■ What you need to do: Read the lines below, and copy any that contain the string "cluster".
##### Records for the exercise
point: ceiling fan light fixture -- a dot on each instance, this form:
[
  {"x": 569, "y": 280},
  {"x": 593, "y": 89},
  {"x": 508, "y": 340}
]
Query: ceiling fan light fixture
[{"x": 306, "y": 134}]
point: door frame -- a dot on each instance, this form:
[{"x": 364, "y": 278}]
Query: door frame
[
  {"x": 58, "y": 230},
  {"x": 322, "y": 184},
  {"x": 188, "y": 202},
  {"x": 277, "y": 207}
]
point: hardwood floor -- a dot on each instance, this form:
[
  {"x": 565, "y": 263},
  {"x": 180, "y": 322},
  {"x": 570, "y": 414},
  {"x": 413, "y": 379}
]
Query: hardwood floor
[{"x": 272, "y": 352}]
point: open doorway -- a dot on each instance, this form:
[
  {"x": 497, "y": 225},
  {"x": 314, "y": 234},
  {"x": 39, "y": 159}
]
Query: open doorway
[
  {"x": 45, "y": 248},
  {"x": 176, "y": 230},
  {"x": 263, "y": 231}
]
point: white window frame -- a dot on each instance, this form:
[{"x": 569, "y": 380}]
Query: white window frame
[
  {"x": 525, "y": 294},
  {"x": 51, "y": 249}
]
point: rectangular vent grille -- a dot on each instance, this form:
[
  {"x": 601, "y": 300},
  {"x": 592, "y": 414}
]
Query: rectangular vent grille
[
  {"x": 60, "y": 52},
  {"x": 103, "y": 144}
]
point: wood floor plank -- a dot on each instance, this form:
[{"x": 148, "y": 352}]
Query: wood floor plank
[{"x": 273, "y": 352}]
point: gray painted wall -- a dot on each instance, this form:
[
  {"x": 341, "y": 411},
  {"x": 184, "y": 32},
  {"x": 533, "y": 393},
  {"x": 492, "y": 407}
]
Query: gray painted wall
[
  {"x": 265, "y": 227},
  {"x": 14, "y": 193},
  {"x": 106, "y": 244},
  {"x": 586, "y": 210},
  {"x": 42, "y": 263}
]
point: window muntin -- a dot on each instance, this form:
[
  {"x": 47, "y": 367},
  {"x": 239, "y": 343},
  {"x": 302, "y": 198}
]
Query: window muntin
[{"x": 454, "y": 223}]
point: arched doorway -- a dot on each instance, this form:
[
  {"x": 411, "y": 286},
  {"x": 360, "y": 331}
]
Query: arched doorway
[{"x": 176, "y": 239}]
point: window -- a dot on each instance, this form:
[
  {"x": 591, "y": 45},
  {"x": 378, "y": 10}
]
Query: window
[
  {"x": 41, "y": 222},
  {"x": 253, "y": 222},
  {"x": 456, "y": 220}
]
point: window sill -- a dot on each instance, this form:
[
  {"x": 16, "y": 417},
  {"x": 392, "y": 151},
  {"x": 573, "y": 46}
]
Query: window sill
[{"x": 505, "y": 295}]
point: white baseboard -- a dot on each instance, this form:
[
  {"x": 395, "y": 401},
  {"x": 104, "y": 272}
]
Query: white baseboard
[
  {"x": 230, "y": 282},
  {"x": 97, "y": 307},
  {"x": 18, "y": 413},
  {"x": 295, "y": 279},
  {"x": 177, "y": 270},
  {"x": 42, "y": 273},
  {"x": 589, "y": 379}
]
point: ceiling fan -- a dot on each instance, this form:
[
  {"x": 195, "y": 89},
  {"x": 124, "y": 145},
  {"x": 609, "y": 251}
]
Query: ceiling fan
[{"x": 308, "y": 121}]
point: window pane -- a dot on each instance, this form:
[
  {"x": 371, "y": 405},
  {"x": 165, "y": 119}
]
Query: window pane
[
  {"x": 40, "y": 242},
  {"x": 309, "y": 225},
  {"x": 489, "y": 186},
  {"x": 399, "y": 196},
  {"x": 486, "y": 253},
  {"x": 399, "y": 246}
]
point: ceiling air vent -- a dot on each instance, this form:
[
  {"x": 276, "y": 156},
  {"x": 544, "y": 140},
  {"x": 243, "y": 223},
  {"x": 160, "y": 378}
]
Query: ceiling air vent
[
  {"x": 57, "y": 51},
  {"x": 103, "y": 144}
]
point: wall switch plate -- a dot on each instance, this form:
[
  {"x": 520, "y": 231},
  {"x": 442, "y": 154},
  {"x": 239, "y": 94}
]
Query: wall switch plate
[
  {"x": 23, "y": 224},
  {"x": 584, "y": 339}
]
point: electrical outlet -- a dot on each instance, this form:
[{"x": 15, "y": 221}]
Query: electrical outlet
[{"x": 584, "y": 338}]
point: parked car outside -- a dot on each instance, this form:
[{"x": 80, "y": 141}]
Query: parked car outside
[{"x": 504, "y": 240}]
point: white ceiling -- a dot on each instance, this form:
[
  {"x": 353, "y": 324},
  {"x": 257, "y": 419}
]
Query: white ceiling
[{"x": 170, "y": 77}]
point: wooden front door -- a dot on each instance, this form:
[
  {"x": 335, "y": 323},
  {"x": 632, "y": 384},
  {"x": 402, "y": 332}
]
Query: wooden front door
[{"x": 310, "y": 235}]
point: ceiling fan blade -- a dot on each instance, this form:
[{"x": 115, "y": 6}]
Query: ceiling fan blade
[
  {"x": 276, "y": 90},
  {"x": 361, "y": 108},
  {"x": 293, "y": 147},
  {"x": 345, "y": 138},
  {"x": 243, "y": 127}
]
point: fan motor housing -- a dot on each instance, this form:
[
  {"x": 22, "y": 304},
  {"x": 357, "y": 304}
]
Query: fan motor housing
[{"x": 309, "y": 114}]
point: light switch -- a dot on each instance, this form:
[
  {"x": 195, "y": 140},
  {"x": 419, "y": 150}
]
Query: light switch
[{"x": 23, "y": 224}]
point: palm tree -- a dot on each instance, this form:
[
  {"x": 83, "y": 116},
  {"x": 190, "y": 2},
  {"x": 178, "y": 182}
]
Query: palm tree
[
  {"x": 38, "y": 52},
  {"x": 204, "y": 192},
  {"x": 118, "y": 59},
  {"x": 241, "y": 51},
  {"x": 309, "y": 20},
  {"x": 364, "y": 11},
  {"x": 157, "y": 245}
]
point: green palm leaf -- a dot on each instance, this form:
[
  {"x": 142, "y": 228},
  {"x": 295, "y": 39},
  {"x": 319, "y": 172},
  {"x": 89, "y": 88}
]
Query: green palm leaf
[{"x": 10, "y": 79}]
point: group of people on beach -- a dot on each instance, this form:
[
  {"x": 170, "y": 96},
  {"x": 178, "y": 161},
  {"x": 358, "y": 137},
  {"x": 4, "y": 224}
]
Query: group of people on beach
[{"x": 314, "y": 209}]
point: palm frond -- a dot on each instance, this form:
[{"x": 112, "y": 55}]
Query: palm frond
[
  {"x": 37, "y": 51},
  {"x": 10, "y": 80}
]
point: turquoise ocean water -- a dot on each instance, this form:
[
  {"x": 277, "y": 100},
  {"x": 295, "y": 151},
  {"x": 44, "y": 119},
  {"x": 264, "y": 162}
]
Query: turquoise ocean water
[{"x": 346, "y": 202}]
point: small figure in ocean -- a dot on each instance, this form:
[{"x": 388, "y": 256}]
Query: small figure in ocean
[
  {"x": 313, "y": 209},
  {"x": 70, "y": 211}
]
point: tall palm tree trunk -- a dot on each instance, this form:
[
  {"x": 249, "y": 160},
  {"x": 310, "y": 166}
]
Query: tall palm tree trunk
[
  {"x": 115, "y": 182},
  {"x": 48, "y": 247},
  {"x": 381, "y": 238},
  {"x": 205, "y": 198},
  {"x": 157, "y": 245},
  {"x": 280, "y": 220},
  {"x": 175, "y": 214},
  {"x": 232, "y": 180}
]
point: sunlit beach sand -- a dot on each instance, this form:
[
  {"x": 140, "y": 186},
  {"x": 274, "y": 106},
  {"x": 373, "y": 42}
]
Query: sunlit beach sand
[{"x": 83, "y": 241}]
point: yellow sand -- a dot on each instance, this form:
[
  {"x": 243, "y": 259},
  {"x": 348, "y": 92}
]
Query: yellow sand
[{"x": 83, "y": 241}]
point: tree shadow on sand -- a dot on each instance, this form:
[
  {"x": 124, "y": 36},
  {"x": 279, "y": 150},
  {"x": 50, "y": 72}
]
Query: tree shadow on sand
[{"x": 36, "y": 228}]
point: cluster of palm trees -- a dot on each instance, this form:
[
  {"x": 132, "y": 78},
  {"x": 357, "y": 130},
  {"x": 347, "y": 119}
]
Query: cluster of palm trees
##########
■ Expected answer:
point: cluster of palm trees -- a dot on each instance, this form:
Query: cluster of palm trees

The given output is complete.